— BEGIN Selected passage —
Skip to content

jonmol/http-skeleton

Repository files navigation

HTTP Skeleton

A template repo for making stable web services

Background

When searching the internet for running an HTTP server with Go there are tons of examples out there. However, a vast majority of the examples I've come across, be it Medium articles, Reddit posts or other sources most of them basically comes down to very basic examples or the good old "use the standard libs".

The standard libs are great, and if you just want to quickly hack something together on your local server, it might also be fine to follow those examples. But there are plenty of pitfalls, and a fair amount of work to make a proper HTTP serving service.

From a pure selfish point of view am I intending to use this project as a template to bootstrap my own projects.

Caveat

I've been writing this code by frankensteining code I've written in the past with new code into something I feel makes sense. Don't shy away from creating an issue and ask if something doesn't, chances are you're right. I've had no code review on this and it's a bit more than 2000 LOC so there is no guarantee there are no brain farts in there. It does however work as intended, but some design decisions might be awkward.

Running it

Clone or create a repository with this as the template. Then simply run

  • go run main.go serve to use the default settings, starting a server on port 3000 and prometheus on port 9090.
— END Selected passage —
• _Given exercise 1_: List the section headings in the HTTP Skeleton README that come after the line "A template repo for making stable web services."
• _Given exercise 2_: Return the passage of the HTTP Skeleton README that begins at the words "The standard libs are" and ends after "might be awkward.", copied word for word.
• _Given exercise 3_:
Answer these questions using the HTTP Skeleton README:
(a) What does the author intend to use the project as?
(b) About how many lines of code does the author say the project has?
(c) On which port does the server start with the default settings?
— BEGIN Records supplied —
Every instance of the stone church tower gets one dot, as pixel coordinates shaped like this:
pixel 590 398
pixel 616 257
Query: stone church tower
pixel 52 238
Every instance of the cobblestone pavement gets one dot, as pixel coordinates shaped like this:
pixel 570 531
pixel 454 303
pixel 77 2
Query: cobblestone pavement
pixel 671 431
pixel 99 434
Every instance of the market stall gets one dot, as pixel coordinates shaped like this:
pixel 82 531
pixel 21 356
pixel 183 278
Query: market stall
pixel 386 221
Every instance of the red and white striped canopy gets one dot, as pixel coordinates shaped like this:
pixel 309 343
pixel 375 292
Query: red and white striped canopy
— END Records supplied —
— BEGIN Records supplied —
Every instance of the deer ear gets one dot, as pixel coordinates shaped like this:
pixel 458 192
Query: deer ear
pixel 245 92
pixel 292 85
— END Records supplied —
• _Answer 1_:
Background
Caveat
Running it

• _Answer 2_:
The standard libs are great, and if you just want to quickly hack something together on your local server, it might also be fine to follow those examples. But there are plenty of pitfalls, and a fair amount of work to make a proper HTTP serving service.

From a pure selfish point of view am I intending to use this project as a template to bootstrap my own projects.

Caveat

I've been writing this code by frankensteining code I've written in the past with new code into something I feel makes sense. Don't shy away from creating an issue and ask if something doesn't, chances are you're right. I've had no code review on this and it's a bit more than 2000 LOC so there is no guarantee there are no brain farts in there. It does however work as intended, but some design decisions might be awkward.

• _Answer 3_:
(a) As a template to bootstrap the author's own projects.
(b) A bit more than 2000 lines of code.
(c) Port 3000.